* [Selected passage]
-- Start --

Background & Context

3 stories

2.1

Why quarterly estimated payments fail in year two.

The federal safe harbor for estimated payments is the lesser of 90% of current-year tax or 100% (110% for higher incomes) of prior-year tax. New businesses meet safe harbor easily in year one when prior-year tax was zero. In year two, last-year-based safe harbor disappears and underpayment penalties surface.

Why It Matters

The penalty is not large per dollar but compounds across quarters and surprises owners who thought their bookkeeper was handling it. Cash flow gets squeezed at exactly the growth point where it is tightest.

2.2

An EIN is not your state tax ID.

The federal EIN identifies the business to the IRS for payroll, federal tax filing, and bank-account opening. State tax IDs are separate, often required for state payroll, sales tax, and unemployment-insurance accounts. Some states issue multiple IDs for different functions. Using the EIN alone leaves state obligations unfiled.

Why It Matters

State agencies catch missing registrations through cross-checks with the federal EIN database, often years later, with penalties and interest accruing the whole time.

-- End --

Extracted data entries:
-- Start --

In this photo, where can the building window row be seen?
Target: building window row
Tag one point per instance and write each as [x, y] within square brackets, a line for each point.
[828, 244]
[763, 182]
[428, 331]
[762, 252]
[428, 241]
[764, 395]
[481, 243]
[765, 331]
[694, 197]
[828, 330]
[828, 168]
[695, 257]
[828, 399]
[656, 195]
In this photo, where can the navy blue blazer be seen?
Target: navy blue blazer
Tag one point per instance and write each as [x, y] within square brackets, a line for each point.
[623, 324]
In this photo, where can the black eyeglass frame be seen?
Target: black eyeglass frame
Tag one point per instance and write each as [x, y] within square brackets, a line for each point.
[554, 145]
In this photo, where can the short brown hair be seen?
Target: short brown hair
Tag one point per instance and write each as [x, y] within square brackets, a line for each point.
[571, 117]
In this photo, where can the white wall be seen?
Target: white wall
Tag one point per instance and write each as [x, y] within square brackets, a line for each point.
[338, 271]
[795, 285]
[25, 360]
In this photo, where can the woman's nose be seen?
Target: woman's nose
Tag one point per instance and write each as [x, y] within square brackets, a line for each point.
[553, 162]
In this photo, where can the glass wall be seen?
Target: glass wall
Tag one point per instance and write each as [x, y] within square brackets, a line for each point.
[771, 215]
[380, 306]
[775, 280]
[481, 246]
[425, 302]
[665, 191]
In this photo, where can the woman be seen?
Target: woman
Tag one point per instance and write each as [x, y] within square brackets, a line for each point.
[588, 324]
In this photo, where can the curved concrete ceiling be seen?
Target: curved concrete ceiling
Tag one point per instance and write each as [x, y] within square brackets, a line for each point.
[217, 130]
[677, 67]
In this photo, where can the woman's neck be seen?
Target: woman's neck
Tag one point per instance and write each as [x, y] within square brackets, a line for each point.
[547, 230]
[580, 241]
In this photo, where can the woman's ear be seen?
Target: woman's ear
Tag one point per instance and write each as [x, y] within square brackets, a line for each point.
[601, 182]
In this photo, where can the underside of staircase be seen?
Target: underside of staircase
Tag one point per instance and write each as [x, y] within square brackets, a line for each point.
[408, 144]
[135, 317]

-- End --

* [Goal 1]
According to the tax background text, what does the federal EIN identify a business to the IRS for?
* [Goal 2]
Decide whether each statement agrees with the tax background text: (a) New businesses meet safe harbor easily in their first year. (b) The underpayment penalty is large per dollar. (c) Every state issues a single tax ID for all functions.
* [Goal 3]
Write a continuation of the tax background text, starting after its final sentence.

* [Task response 1]
It identifies the business to the IRS for payroll, federal tax filing, and bank-account opening.

* [Task response 2]
(a) Yes: "New businesses meet safe harbor easily in year one when prior-year tax was zero."
(b) No: "The penalty is not large per dollar but compounds across quarters."
(c) No: "Some states issue multiple IDs for different functions."

* [Task response 3]
2.3

A buy-sell agreement without funding is just a wish list.

Buy-sell agreements among co-owners specify what happens at death, disability, or departure — but only matter if there is a funding source to actually execute the buyout. Common defects: insurance policies that lapsed, valuation methods that produce numbers no one can pay, and trigger events that include voluntary departure without a payment plan.

Why It Matters

Without funding, the surviving owner faces a co-owner's heirs as the new business partner. Most buy-sell disputes that reach litigation are not about the agreement's terms but about the absence of a funding mechanism.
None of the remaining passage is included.